What to produce: What you return should be the lines of the data containing "coffee", each in full.
[Start of Attachment]
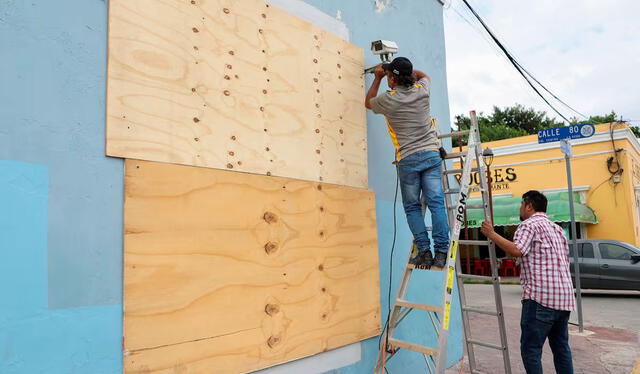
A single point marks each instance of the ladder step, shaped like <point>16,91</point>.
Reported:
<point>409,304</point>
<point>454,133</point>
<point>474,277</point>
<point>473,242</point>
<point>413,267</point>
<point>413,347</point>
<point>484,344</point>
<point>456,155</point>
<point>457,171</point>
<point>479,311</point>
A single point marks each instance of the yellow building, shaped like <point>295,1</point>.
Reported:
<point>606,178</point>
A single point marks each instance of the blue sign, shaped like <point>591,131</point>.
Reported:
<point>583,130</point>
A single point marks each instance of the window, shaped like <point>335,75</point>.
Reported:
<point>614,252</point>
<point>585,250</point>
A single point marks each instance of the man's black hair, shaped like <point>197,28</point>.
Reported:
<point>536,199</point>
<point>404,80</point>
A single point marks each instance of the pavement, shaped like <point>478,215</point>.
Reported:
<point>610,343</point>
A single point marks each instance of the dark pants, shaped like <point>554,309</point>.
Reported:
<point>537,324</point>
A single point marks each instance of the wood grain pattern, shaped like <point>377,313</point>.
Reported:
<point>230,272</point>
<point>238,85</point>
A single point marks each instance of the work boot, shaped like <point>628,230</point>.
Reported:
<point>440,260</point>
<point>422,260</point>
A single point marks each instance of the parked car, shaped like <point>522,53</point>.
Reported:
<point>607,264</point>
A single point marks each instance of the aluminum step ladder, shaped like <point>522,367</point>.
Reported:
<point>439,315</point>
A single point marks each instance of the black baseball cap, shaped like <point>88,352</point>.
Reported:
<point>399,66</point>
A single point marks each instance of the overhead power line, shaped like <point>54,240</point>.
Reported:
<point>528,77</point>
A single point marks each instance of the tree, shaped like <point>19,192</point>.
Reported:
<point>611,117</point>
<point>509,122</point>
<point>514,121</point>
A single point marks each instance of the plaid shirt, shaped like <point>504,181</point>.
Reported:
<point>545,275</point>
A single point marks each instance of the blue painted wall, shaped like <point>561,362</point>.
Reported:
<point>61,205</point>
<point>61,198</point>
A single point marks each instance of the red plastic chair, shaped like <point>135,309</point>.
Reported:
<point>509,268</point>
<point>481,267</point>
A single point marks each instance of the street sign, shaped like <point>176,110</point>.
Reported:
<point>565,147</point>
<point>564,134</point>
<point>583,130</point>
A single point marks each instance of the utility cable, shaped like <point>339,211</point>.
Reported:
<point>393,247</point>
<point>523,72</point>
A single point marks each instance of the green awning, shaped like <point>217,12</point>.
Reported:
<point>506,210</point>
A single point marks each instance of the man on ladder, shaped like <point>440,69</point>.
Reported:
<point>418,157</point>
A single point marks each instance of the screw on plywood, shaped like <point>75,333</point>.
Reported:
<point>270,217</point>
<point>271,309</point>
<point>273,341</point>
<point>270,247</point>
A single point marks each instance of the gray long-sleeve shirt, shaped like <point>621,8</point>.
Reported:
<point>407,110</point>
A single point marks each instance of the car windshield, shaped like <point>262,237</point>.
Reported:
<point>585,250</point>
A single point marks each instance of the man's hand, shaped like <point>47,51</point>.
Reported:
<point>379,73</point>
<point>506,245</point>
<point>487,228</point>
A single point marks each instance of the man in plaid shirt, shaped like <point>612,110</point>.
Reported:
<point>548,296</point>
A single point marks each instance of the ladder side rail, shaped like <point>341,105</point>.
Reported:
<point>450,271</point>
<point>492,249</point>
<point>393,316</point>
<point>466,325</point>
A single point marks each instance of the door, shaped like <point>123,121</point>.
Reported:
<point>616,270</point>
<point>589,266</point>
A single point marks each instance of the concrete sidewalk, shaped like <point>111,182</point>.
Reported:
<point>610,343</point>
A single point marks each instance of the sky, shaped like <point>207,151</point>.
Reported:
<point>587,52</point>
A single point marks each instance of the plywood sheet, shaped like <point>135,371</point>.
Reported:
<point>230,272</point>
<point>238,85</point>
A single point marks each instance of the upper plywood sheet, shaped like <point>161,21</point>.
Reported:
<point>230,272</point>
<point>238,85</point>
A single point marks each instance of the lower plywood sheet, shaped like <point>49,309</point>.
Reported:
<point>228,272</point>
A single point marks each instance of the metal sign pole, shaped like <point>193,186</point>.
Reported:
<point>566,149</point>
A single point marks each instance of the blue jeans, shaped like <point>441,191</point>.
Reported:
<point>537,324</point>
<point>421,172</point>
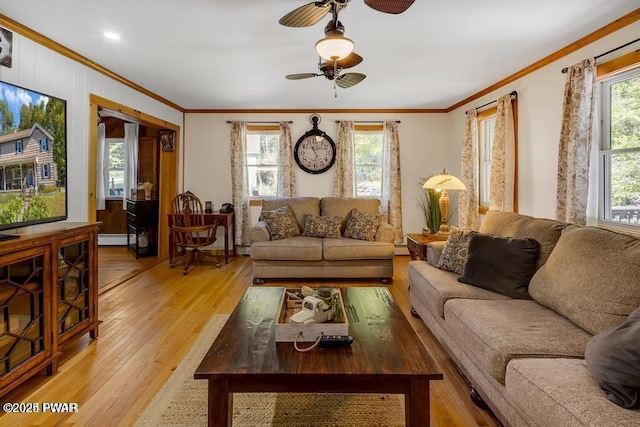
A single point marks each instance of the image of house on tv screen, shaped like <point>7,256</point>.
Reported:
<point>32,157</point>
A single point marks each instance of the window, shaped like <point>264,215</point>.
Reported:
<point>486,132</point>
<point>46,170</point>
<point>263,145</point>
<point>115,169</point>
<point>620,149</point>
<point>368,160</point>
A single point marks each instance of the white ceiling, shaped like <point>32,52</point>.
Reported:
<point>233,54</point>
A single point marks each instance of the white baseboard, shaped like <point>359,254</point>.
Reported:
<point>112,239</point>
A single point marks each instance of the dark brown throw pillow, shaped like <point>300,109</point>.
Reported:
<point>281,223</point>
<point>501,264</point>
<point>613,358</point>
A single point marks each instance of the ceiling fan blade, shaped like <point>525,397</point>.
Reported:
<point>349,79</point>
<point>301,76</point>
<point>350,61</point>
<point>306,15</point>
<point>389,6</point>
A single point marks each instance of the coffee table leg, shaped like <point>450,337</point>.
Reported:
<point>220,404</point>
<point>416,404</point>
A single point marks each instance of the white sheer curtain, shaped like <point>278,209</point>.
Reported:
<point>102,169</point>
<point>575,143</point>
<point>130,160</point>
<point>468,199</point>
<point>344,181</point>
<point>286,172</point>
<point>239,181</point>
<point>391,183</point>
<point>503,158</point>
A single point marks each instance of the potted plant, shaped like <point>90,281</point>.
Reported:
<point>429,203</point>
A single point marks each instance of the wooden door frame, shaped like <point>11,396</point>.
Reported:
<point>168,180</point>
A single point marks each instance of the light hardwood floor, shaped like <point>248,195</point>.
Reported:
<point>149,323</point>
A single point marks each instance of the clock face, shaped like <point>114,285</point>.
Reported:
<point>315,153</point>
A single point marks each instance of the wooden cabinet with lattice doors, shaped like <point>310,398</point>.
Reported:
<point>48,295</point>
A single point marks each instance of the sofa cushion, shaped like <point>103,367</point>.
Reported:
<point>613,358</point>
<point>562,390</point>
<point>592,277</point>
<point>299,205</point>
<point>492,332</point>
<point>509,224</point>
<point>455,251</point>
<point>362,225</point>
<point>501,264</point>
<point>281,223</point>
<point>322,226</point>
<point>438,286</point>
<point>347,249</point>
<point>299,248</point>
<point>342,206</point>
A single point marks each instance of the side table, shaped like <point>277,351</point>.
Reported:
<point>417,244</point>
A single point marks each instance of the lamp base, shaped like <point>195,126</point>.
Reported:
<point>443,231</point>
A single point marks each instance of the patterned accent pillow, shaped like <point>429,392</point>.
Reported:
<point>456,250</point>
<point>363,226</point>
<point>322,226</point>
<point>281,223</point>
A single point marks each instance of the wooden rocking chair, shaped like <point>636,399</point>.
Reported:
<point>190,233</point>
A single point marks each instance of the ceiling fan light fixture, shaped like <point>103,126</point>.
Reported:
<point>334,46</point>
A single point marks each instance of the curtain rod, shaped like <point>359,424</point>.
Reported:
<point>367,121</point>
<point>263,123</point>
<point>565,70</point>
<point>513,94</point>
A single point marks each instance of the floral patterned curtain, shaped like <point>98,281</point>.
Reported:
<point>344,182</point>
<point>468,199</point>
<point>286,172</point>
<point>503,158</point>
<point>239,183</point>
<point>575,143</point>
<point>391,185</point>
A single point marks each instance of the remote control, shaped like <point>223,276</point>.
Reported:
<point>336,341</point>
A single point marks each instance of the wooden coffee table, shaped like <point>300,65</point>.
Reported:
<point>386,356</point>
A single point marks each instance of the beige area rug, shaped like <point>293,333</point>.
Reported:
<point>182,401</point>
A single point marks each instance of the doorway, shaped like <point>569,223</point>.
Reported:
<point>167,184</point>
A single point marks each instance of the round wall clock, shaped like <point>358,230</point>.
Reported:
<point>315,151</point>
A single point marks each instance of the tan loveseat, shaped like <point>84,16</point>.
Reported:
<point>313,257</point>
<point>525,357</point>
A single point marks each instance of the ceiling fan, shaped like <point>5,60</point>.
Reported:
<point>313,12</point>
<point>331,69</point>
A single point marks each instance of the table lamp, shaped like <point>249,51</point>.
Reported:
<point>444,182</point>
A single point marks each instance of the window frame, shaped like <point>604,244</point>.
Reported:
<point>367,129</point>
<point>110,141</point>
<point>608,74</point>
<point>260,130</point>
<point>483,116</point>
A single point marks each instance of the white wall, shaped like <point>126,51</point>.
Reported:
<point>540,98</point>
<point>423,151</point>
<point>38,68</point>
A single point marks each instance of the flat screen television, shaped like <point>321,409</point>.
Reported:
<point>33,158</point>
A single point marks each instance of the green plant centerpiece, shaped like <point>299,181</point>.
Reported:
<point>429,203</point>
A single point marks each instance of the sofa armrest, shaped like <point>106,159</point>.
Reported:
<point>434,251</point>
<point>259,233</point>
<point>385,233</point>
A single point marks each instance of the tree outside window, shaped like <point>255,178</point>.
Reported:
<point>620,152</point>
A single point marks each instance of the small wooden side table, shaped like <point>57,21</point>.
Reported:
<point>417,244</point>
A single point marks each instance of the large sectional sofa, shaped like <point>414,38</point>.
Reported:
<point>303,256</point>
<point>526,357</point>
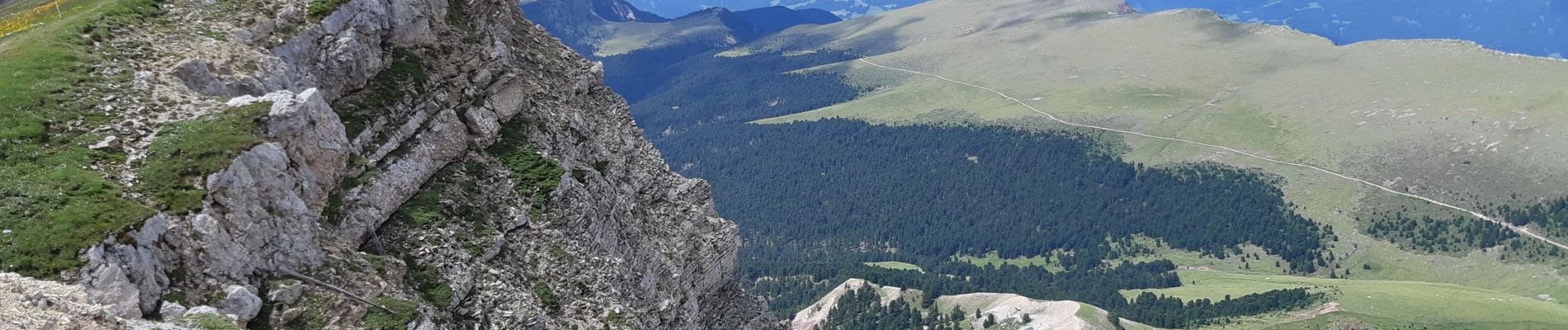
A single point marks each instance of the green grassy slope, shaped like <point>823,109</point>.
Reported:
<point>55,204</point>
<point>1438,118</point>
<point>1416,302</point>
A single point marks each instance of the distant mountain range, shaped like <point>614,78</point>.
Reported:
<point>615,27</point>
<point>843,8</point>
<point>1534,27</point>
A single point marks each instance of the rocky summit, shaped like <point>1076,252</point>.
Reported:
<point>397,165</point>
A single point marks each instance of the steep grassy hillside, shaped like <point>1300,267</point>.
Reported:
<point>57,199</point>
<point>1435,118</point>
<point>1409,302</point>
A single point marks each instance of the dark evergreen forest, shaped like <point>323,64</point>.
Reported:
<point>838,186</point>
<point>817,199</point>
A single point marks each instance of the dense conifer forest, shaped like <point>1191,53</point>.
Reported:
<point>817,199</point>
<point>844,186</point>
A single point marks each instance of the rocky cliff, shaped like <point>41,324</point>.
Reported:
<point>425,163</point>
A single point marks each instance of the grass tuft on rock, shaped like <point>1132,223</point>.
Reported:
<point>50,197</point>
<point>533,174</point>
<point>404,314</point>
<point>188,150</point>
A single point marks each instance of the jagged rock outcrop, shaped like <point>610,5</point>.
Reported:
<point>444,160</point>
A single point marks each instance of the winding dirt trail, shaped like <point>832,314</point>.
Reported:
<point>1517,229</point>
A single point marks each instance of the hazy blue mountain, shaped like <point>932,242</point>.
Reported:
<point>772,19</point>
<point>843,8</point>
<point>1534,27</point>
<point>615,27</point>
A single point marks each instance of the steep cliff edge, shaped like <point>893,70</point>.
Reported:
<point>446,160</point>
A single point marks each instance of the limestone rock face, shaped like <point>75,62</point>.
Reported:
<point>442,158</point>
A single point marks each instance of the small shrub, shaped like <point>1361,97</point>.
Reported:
[End of Attachment]
Your response:
A single point marks each instance of the coffee table leg, shaped like <point>450,337</point>.
A single point marks each instance of the wooden coffee table, shaped like <point>300,65</point>.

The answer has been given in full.